[Referring expression grounding data]
★ ★ ★ ★ ★ ★ ★

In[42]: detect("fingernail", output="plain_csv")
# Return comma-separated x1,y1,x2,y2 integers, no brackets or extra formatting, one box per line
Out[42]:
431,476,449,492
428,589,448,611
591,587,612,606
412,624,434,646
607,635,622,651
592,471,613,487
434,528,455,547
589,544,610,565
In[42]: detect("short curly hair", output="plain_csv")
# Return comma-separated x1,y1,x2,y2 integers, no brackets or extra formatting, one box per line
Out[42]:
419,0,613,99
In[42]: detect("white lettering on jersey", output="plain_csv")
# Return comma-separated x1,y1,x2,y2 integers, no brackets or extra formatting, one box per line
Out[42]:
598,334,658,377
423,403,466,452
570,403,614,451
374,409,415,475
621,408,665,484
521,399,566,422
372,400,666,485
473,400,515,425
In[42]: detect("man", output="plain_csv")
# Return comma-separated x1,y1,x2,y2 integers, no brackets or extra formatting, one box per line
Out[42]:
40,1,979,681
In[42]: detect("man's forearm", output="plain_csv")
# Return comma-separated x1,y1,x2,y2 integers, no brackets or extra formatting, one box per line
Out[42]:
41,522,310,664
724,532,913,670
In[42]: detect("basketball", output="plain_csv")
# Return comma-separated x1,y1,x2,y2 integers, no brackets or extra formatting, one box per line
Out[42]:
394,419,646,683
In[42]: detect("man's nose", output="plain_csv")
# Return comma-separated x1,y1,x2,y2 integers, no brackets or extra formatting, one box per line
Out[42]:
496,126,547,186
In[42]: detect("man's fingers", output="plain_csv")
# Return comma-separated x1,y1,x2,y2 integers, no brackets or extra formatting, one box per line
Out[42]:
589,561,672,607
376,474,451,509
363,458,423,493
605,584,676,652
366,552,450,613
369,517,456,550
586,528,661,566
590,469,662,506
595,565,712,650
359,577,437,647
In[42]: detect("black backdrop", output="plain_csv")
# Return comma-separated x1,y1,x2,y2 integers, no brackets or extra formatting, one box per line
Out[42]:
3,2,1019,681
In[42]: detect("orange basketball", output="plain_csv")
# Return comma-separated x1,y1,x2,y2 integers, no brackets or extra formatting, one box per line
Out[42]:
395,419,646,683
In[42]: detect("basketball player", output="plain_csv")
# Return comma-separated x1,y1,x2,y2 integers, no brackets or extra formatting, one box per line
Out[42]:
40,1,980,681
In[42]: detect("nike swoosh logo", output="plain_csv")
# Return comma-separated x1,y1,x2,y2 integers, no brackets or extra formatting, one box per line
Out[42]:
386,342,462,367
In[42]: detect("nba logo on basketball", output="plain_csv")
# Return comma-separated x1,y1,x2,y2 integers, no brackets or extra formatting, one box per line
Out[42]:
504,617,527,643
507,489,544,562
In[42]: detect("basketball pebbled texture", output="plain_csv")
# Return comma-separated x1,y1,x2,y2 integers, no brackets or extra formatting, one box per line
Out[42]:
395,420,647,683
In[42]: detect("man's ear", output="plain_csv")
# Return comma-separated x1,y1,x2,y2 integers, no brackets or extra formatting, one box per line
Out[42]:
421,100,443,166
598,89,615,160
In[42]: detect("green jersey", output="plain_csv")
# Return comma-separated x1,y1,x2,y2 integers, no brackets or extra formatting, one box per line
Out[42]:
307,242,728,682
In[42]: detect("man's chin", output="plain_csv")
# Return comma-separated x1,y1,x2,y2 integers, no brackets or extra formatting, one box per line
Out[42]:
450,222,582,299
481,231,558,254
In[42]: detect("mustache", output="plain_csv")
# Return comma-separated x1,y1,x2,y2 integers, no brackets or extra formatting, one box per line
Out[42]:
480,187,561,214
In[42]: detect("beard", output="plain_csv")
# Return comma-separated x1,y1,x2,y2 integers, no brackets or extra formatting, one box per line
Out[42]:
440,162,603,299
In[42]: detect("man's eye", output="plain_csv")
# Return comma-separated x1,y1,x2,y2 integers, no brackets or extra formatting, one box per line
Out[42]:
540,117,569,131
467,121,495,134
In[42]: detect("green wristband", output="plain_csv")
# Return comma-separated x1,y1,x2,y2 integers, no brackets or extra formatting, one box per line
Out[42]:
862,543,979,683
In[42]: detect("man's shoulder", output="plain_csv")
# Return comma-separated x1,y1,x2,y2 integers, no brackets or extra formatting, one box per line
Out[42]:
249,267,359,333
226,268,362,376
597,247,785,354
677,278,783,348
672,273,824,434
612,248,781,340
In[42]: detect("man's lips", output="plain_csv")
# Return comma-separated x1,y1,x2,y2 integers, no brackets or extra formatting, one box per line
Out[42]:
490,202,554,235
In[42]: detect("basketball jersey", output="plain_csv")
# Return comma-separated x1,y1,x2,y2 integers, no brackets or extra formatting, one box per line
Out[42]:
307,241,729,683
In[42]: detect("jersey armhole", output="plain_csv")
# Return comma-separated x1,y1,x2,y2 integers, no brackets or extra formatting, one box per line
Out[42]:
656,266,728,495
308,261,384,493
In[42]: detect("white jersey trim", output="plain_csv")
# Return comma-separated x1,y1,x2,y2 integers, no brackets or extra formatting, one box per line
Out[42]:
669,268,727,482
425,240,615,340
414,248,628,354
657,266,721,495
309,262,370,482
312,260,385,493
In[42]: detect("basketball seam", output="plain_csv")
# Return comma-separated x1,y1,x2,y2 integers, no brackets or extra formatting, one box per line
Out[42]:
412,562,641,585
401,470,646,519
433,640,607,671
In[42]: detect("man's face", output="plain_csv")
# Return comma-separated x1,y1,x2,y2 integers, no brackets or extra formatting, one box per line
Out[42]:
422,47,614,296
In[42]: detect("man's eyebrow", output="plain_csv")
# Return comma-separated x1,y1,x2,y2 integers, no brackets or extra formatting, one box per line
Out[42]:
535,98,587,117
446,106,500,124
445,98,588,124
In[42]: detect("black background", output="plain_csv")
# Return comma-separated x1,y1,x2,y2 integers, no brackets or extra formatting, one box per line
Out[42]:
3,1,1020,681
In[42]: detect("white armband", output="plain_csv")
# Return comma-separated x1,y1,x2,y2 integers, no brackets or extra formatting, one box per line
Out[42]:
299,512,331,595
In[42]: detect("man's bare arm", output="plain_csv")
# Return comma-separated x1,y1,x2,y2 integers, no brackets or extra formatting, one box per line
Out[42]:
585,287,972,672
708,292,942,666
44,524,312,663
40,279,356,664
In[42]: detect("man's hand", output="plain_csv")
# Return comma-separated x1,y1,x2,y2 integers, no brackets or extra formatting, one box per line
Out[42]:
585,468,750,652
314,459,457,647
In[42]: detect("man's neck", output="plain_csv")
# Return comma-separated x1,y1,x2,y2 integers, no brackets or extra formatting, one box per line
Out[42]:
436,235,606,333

★ ★ ★ ★ ★ ★ ★

Exact copy required. Retype all of the entries word for word.

* Answer
In[42]: detect("fingernail", output="plain_csv")
# Return comma-separated x1,y1,x2,y2 integers, no brackets or extra formatting, one box per line
Out[42]:
431,476,449,492
428,589,448,611
591,587,612,606
412,624,434,646
607,635,622,651
592,471,613,487
434,528,455,547
589,544,610,565
In[42]: detect("short curly hair", output="plain_csv")
# Return comma-separated x1,y1,x2,y2 integers, no brackets or extra formatting, one box per line
Out[42]:
419,0,613,99
In[42]: detect("white lettering on jersey", output="plain_csv")
# Return comma-separated x1,y1,x2,y2 integers, no brackets or extra formatting, one box per line
Out[42]:
598,334,658,377
423,403,466,452
570,403,614,451
374,409,415,475
621,408,665,484
521,399,566,422
372,400,666,485
473,400,515,425
In[42]: detect("man", output="plain_csv")
# Return comma-separated x1,y1,x2,y2 integers, no brackets or extra formatting, one box per line
Out[42]:
40,1,979,681
In[42]: detect("man's forearm", output="plain_csv")
# Return comma-separated x1,y1,x2,y2 integers, no brackets or extra formatting, one box per line
Out[42]:
41,522,310,664
724,532,913,670
In[42]: detect("basketball", output="plain_csv")
# Return comma-separated x1,y1,x2,y2 integers, no brackets or extra formatting, one box per line
Out[42]:
394,419,646,683
In[42]: detect("man's nose", output="plain_csv")
# Return comma-separated x1,y1,x2,y2 integers, no brackets or extra formatting, one box per line
Out[42]:
496,126,547,186
In[42]: detect("man's fingers", output="plain_csv")
# Return comma-separated x1,y1,x2,y2 integers, no brackets or extra formatting, one box per line
Out[42]:
589,561,672,607
376,474,451,509
363,458,423,493
605,584,676,652
366,552,450,613
369,517,456,550
586,528,661,566
590,469,662,506
595,565,712,650
359,577,437,647
In[42]: detect("black backdrop", output="plain_csv")
# Return comma-separated x1,y1,x2,y2 integers, no brackets or extra formatting, one box per line
Out[42]:
3,2,1019,681
In[42]: detect("orange basketball", output="plain_csv")
# Return comma-separated x1,y1,x2,y2 integers, no brackets or extra formatting, one box per line
Out[42]:
395,419,646,683
In[42]: detect("basketball player", output="plain_csv")
# Return comma-separated x1,y1,x2,y2 integers, no brackets or extra formatting, one box per line
Out[42]:
40,1,980,681
In[42]: detect("nike swoosh logo", output="plain_csv")
# Return comma-separated x1,y1,x2,y2 integers, no brackets or extra formatting, one box per line
Out[42]:
386,342,462,367
In[42]: detect("nba logo on basketball", output="plain_csv")
# Return comma-separated x1,y1,x2,y2 integers, no brackets or extra formatting, one box per line
Out[42]:
504,617,527,643
507,489,544,562
In[42]: detect("basketball pebbled texture", output="plain_csv")
# Return comma-separated x1,y1,x2,y2 integers, no brackets or extra formatting, one box per line
Out[42]:
395,420,647,683
In[42]: detect("man's ear", output="plain_csv")
# Return comma-separated x1,y1,x2,y2 integers, no brackets or extra formatting, one box per line
Out[42]:
421,100,443,166
598,89,615,160
In[42]: detect("green jersey", output="plain_csv")
# Return comma-separated x1,y1,x2,y2 integers, no brackets or extra formatting, one box per line
Out[42]:
307,242,728,682
In[42]: detect("man's chin", output="plain_csv")
# Return comma-separated x1,y1,x2,y2 integers, no brackets or extra formatting, one box per line
Out[42]:
450,222,582,299
481,231,558,254
In[42]: detect("mustache", output="plain_csv")
# Return comma-separated x1,y1,x2,y2 integers, no brackets or extra formatting, one box per line
Out[42]:
480,187,561,214
In[42]: detect("beard", output="plain_csv")
# Return comma-separated x1,y1,x2,y2 integers, no brackets or extra formatting, one box per line
Out[42]:
440,162,603,299
In[42]: detect("man's eye", output="plain_csv")
# Return comma-separated x1,y1,x2,y2 integers, no brackets or extra formatting, one box per line
Out[42]:
540,117,569,131
467,121,495,134
In[42]: detect("green wristband", output="plain_csv")
# Return comma-separated x1,y1,x2,y2 integers, no brackets or extra formatting, one box per line
Out[42]:
862,543,979,683
In[42]: detect("man's shoulder", output="plain_csv")
# Return comma-separated x1,y1,x2,y2 integers, no brackets or extra formatting, one box per line
Out[42]:
249,267,359,333
226,268,362,376
597,247,785,354
677,278,783,348
672,273,824,434
612,248,781,340
In[42]: detect("man's lips", output="plain_csv")
# Return comma-separated x1,y1,x2,y2 integers, no brackets or extra formatting, one box per line
Out[42]:
490,202,554,235
In[42]: detect("basketball jersey", output="plain_csv")
# Return comma-separated x1,y1,x2,y2 integers, no brackets or extra formatting, one box per line
Out[42]:
307,241,729,683
In[42]: detect("jersey armhole", output="plain_csv")
# Return comma-separated x1,y1,x2,y2 integers, no brackets or extra formatting, one box per line
Out[42]:
656,266,728,495
308,261,384,493
In[42]: detect("white jersey trim", output="plain_csv")
# Return comma-separated x1,y1,x2,y2 integers, no brackets or extra formatting, one box per line
Out[42]:
669,268,727,482
425,240,615,340
414,248,628,354
657,266,721,495
309,262,370,482
312,260,385,493
In[42]: detect("basketball seam", output="plain_csv")
# Return comma-separated x1,y1,x2,y2 integers, no brackets or extra formatting, one box per line
Out[42]:
412,562,641,585
401,470,646,519
433,640,607,671
In[42]: detect("man's face", output="plain_csv")
# Return comma-separated x1,y1,x2,y2 integers, no brackets or extra formatting, one box per line
Out[42]:
422,47,614,296
In[42]: detect("man's eyebrow", output="plain_csv")
# Return comma-separated x1,y1,x2,y2 integers, no brackets or extra formatting, one box per line
Out[42]:
535,98,587,117
446,106,500,124
445,98,588,124
In[42]: detect("black background", output="plain_csv")
# Return comma-separated x1,y1,x2,y2 integers, no brackets or extra formatting, one box per line
Out[42]:
3,1,1020,681
In[42]: detect("white armband", output="plain_csv")
# Return comma-separated x1,y1,x2,y2 integers, no brackets or extra formatting, one box per line
Out[42]:
299,512,331,595
In[42]: detect("man's bare arm", output="plain_csv")
# Return comma-separated x1,y1,x2,y2 integers, no brackets or extra formatting, one box per line
Out[42]:
585,287,972,672
708,292,942,666
44,524,312,663
40,279,356,664
In[42]: detect("man's hand", output="plain_csv")
# Return comma-separated x1,y1,x2,y2 integers, no brackets or extra formatting, one box per line
Out[42]:
585,468,750,652
314,459,457,647
In[42]: detect("man's neck", output="plain_csv")
# Return comma-separated x1,y1,x2,y2 integers, no brackets or extra formatting, one box per line
Out[42]:
436,235,606,333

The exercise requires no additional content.